━━ DATA TO USE ━━

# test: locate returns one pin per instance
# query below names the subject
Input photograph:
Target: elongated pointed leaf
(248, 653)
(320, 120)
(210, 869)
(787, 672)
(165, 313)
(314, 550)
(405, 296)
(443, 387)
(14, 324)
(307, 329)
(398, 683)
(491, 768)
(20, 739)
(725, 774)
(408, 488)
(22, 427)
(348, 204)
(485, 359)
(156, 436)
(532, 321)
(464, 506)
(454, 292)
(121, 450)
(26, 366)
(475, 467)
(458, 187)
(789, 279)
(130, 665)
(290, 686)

━━━

## ACTION ITEM:
In this exercise, you retype all of the data exactly as it appears above.

## RESULT FOR THIS TASK:
# test: locate returns one pin per instance
# query below names the subject
Input photograph:
Target: elongated pointed leaf
(248, 653)
(320, 120)
(210, 869)
(787, 672)
(165, 313)
(314, 550)
(405, 296)
(443, 387)
(14, 324)
(307, 329)
(398, 683)
(491, 768)
(20, 739)
(725, 774)
(408, 488)
(22, 427)
(348, 204)
(485, 359)
(156, 436)
(532, 321)
(464, 506)
(454, 292)
(121, 450)
(26, 366)
(475, 467)
(458, 187)
(789, 279)
(130, 665)
(290, 686)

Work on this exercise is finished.